Working data>

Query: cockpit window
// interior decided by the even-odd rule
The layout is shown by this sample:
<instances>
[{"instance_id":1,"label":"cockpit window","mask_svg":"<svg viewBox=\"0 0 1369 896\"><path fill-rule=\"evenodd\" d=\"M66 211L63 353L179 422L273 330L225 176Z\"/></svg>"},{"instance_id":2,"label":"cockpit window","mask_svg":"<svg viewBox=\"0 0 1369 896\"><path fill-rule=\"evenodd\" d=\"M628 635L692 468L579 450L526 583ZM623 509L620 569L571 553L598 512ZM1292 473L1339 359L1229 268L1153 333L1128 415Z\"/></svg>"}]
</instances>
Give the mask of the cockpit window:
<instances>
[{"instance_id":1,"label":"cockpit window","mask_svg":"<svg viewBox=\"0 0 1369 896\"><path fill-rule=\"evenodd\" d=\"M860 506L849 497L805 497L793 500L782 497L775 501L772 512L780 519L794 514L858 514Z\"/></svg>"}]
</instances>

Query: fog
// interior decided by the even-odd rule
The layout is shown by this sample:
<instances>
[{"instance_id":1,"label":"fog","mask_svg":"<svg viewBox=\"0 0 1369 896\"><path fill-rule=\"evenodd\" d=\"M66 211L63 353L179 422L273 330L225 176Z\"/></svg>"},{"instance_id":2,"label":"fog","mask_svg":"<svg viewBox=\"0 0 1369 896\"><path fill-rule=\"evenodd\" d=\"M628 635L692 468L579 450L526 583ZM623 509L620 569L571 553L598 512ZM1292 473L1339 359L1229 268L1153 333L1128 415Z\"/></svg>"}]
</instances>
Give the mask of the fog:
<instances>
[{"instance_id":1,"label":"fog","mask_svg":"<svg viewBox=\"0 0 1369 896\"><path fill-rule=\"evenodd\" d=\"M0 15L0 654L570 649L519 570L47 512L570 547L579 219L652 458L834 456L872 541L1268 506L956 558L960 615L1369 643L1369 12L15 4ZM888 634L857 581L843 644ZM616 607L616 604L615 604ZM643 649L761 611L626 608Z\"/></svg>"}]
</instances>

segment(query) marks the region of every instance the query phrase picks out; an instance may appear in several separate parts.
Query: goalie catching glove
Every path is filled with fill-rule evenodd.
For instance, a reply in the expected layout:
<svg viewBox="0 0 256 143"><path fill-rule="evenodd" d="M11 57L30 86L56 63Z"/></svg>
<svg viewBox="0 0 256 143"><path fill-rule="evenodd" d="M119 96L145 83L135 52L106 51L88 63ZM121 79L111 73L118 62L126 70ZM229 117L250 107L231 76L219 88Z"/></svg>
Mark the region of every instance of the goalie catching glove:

Task objective> Rewrite the lines starting at the one that contains "segment(query) marks the" and ending at the end of the items, replacing "goalie catching glove" with "blocker pad" and leaving everything else unchanged.

Result of the task>
segment(query) marks the region of every instance the query phrase picks out; an instance may appear in several separate parts.
Query: blocker pad
Every path is filled with fill-rule evenodd.
For instance, a reply in the expected layout:
<svg viewBox="0 0 256 143"><path fill-rule="evenodd" d="M11 57L30 86L56 63Z"/></svg>
<svg viewBox="0 0 256 143"><path fill-rule="evenodd" d="M119 96L145 83L135 52L106 51L88 63ZM121 79L111 73L118 62L126 70ZM229 117L250 107L231 76L219 88Z"/></svg>
Mark the region of every instance of the blocker pad:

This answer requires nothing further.